在下面的页面摘录中，第一个标题指出要考察的是哪些量之间的关系？

» **页面摘录**
◇ ◇ ◇ ◇ ◇ ◇ ◇
不同车辆充电开始、结束电压与充电能量的关系

In [None]:
for id in range(0, count+1):
    plt.subplot(2,3,id+1)
    sns.regplot(dataset[dataset['vehicle_id']==id+1]['charge_start_U'], dataset[dataset['vehicle_id']==id+1]['charge_energy'])
plt.show()

In [None]:
for id in range(0, count+1):
    plt.subplot(2,3,id+1)
    sns.regplot(dataset[dataset['vehicle_id']==id+1]['charge_end_U'], dataset[dataset['vehicle_id']==id+1]['charge_energy'])
plt.show()

不同车辆充电开始、结束电流与充电能量的关系

In [None]:
for id in range(0, count+1):
    plt.subplot(2,3,id+1)
    sns.regplot(dataset[dataset['vehicle_id']==id+1]['charge_start_I'], dataset[dataset['vehicle_id']==id+1]['charge_energy'])
◇ ◇ ◇ ◇ ◇ ◇ ◇
» **数据行列表**

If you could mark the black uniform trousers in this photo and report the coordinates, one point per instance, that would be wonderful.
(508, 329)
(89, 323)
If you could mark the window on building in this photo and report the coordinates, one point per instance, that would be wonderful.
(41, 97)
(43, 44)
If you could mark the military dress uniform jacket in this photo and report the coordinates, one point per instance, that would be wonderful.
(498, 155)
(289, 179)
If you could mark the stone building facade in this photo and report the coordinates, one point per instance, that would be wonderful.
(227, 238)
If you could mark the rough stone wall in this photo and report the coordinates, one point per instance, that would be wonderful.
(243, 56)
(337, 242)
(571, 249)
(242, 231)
◇ ◇ ◇ ◇ ◇ ◇ ◇
» **解答**
不同车辆充电开始、结束电压与充电能量之间的关系。